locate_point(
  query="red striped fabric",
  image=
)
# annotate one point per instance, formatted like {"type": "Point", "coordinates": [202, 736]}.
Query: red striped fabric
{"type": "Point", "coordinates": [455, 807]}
________________________________________
GOAL: Render the entries above as a JSON list of strings, with one string for each line and blank lines left out.

WRITTEN ANSWER:
[
  "locate_point(",
  "  query=\"red striped fabric\",",
  "  image=",
  ")",
  "# annotate one point per instance, formatted like {\"type\": \"Point\", \"coordinates\": [202, 736]}.",
  "Query: red striped fabric",
  "{\"type\": \"Point\", \"coordinates\": [455, 807]}"
]